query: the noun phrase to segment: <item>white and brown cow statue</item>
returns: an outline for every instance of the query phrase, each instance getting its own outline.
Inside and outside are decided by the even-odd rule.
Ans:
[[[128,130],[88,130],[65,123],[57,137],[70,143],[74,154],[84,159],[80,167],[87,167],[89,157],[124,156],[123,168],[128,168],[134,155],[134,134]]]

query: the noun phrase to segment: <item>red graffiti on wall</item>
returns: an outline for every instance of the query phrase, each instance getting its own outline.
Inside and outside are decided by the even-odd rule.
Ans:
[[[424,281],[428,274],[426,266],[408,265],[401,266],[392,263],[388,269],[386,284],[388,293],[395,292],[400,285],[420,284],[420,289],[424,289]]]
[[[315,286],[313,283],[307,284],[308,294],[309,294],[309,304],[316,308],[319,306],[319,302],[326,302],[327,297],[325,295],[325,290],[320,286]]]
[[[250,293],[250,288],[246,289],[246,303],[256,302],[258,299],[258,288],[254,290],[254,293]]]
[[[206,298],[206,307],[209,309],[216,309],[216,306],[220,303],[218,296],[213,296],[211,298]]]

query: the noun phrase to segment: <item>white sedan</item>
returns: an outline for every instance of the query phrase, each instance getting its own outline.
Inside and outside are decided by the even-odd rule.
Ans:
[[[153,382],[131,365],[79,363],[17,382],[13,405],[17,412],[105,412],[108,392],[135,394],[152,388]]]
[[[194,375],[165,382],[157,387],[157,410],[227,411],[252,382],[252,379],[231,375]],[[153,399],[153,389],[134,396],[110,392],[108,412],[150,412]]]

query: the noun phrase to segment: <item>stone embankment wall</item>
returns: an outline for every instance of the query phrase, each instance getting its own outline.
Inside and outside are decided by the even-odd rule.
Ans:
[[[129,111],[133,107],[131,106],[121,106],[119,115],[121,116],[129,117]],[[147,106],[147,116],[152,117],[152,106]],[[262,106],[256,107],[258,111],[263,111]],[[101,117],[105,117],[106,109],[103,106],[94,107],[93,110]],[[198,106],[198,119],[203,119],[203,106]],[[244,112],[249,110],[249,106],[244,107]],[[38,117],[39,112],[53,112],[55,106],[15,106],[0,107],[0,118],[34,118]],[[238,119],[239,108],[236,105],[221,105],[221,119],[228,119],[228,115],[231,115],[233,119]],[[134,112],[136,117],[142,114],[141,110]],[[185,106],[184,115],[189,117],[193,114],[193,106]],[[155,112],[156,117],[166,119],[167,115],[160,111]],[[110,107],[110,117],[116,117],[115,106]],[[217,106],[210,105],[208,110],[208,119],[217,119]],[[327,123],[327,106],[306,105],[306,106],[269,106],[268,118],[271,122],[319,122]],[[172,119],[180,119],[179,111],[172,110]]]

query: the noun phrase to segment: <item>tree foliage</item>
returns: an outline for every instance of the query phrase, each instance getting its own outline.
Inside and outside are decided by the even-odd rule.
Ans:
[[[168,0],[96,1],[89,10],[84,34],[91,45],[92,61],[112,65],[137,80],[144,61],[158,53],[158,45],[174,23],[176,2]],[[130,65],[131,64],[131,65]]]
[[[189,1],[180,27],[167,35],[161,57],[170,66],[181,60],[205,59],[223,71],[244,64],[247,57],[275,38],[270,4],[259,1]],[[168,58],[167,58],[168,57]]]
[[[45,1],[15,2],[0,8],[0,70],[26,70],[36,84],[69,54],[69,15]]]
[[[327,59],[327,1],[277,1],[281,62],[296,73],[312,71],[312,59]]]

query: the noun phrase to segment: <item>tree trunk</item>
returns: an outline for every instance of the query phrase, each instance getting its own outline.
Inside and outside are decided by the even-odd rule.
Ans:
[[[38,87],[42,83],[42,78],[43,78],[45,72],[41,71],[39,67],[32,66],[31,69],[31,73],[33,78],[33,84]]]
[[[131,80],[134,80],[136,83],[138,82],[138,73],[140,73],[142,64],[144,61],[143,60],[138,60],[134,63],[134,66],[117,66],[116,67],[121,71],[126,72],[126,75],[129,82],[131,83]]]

==

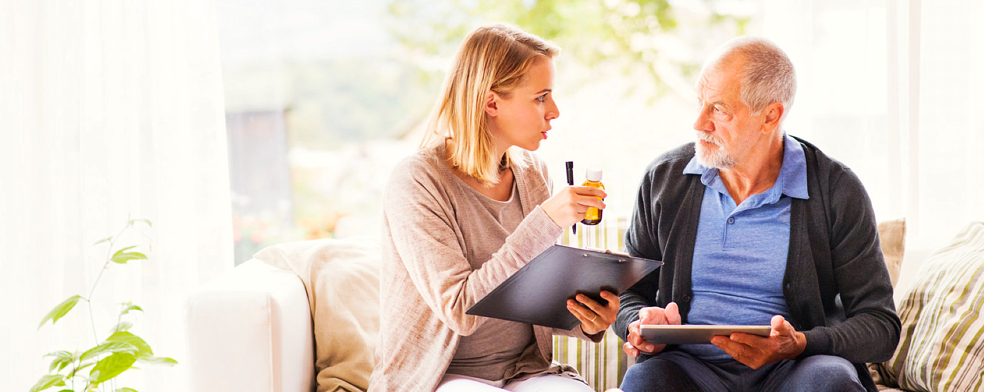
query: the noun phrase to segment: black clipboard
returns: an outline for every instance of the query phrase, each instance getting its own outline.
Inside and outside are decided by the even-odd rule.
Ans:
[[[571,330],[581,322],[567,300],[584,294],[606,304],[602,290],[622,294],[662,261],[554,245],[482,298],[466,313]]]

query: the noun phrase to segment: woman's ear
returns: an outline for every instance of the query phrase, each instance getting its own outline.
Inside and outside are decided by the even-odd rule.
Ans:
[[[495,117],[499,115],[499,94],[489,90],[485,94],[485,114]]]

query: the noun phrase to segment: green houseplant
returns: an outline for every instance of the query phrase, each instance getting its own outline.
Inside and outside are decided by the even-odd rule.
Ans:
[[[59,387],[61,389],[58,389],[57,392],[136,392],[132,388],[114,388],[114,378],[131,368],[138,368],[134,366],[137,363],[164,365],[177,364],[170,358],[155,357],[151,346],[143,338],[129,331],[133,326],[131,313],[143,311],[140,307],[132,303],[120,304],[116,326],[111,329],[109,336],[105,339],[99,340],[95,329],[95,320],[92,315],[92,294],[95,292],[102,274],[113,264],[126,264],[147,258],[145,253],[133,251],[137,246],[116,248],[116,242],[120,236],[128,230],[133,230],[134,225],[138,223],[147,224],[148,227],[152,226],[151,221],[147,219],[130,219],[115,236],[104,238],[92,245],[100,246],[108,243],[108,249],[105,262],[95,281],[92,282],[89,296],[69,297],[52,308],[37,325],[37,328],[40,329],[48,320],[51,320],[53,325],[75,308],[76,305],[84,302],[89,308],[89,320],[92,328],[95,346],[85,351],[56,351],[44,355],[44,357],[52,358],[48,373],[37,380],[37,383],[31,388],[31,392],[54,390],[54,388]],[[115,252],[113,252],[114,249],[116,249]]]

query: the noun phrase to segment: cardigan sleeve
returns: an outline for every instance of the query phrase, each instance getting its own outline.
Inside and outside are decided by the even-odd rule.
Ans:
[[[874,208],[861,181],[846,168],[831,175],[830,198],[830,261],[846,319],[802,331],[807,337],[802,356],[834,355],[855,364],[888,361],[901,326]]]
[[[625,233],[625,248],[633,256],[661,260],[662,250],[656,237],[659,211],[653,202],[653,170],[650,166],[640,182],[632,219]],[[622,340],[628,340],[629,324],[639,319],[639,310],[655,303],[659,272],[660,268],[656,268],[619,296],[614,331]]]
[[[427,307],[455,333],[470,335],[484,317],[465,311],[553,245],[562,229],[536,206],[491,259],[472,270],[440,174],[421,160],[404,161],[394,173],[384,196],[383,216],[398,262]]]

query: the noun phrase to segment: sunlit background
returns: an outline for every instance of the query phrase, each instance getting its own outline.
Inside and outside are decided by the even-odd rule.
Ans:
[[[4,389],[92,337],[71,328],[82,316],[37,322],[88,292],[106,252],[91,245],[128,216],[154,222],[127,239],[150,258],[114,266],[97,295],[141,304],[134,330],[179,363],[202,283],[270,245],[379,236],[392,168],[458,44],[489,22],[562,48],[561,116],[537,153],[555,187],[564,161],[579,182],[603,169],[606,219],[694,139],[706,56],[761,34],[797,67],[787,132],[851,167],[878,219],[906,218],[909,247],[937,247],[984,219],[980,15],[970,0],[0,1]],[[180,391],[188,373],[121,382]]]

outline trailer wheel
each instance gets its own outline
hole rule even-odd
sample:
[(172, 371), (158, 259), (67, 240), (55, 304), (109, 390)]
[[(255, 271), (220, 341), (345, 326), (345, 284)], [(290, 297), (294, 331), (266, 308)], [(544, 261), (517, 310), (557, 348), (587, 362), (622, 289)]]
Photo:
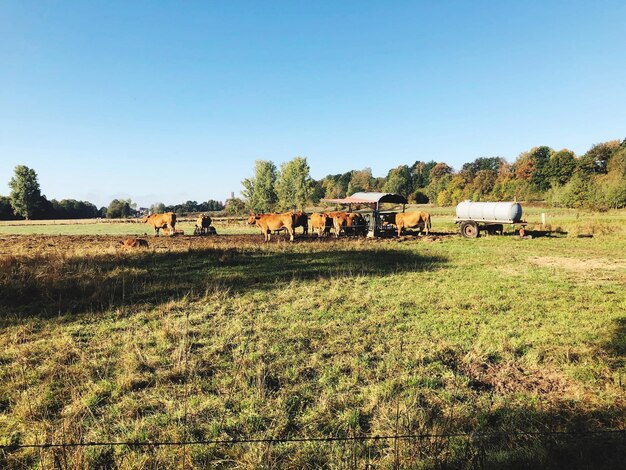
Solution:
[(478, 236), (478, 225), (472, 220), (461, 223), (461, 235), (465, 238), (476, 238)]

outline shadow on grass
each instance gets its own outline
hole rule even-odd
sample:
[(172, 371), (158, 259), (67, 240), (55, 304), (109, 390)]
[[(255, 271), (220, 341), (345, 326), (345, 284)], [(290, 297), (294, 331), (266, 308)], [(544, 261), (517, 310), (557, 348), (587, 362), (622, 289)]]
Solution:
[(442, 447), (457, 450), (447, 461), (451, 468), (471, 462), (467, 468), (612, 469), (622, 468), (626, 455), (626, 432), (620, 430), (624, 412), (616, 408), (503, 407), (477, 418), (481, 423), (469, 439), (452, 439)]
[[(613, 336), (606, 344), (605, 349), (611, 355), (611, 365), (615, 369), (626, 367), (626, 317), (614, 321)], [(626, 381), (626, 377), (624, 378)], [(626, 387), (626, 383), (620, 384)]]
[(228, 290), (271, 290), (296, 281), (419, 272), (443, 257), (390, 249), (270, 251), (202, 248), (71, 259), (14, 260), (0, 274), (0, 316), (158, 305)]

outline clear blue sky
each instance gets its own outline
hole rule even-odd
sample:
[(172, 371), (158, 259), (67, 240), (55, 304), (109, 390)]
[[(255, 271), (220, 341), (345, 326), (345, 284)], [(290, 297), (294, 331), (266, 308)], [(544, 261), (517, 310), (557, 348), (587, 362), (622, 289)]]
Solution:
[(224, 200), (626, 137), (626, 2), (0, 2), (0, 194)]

==

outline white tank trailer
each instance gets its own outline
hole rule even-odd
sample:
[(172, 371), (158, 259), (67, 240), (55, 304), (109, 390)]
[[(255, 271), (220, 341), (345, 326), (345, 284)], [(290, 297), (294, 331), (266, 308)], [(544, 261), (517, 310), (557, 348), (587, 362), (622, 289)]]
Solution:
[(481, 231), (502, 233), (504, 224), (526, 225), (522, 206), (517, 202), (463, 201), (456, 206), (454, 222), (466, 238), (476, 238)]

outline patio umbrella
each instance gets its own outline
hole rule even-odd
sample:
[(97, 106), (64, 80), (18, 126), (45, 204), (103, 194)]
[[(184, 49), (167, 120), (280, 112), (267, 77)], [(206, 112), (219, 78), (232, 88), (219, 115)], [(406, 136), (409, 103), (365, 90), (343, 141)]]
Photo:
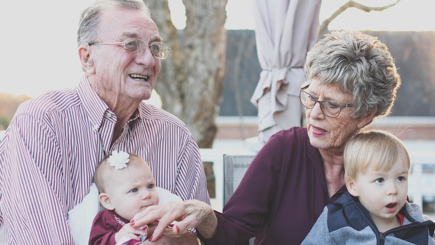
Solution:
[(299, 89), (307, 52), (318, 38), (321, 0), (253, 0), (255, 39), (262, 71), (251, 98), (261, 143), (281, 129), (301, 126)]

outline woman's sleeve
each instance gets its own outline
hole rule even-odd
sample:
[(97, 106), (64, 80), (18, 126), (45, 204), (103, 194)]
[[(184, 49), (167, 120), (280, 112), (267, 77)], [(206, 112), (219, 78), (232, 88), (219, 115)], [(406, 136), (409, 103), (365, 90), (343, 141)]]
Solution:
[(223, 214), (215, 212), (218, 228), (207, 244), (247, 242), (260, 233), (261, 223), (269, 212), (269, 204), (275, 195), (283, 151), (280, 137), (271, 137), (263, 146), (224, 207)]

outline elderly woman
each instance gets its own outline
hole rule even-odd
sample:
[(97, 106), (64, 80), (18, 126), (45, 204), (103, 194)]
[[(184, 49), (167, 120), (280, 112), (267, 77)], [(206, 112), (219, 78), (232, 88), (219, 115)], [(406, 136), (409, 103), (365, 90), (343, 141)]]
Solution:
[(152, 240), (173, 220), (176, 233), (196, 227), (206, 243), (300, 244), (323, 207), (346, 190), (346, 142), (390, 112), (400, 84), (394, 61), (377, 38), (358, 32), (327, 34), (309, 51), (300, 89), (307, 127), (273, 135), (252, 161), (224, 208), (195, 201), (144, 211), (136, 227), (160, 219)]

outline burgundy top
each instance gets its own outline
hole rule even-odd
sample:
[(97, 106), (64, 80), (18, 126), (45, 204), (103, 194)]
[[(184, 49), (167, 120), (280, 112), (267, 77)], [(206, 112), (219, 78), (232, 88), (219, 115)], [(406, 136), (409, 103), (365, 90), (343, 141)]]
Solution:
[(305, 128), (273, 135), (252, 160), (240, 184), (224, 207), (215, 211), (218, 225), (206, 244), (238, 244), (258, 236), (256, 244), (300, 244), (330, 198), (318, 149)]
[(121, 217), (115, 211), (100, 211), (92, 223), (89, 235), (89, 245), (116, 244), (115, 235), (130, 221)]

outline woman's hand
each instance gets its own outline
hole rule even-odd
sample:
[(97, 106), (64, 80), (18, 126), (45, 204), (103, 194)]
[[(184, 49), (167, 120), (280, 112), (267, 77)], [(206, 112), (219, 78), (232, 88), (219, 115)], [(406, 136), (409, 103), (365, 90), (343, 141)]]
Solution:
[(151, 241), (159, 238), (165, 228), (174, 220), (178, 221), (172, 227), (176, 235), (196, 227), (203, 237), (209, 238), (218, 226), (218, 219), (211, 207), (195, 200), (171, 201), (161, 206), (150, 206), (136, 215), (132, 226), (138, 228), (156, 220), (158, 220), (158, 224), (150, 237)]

### EXERCISE DESCRIPTION
Can you copy the lines above, from the line with "query: the noun phrase to segment: sunlit" to the line with "(465, 238), (476, 238)]", both included, character for character but without the pictures?

### WRITTEN REPLY
query: the noun phrase to segment: sunlit background
returns: an outline for every instance of the query phrase, each instance getting its own outline.
Inside and outside are decided by the even-odd rule.
Ans:
[[[4,389],[92,337],[71,328],[82,316],[37,322],[88,292],[106,252],[91,245],[128,216],[154,222],[127,239],[150,258],[114,266],[97,295],[141,304],[134,330],[179,363],[202,283],[270,245],[379,236],[392,168],[458,44],[489,22],[562,48],[561,116],[537,153],[555,187],[564,161],[579,182],[603,169],[606,219],[694,139],[706,56],[761,34],[797,67],[787,132],[851,167],[878,219],[906,218],[909,247],[937,247],[984,219],[980,15],[970,0],[0,1]],[[180,391],[188,373],[121,382]]]

outline trailer wheel
each instance gets its own outline
hole rule even-odd
sample:
[(172, 371), (158, 259), (67, 240), (55, 304), (109, 390)]
[[(255, 271), (220, 341), (345, 326), (345, 284)], [(290, 297), (294, 331), (266, 308)], [(544, 261), (517, 310), (557, 348), (587, 362), (622, 289)]]
Photo:
Solution:
[(478, 236), (478, 225), (472, 220), (461, 223), (461, 235), (465, 238), (476, 238)]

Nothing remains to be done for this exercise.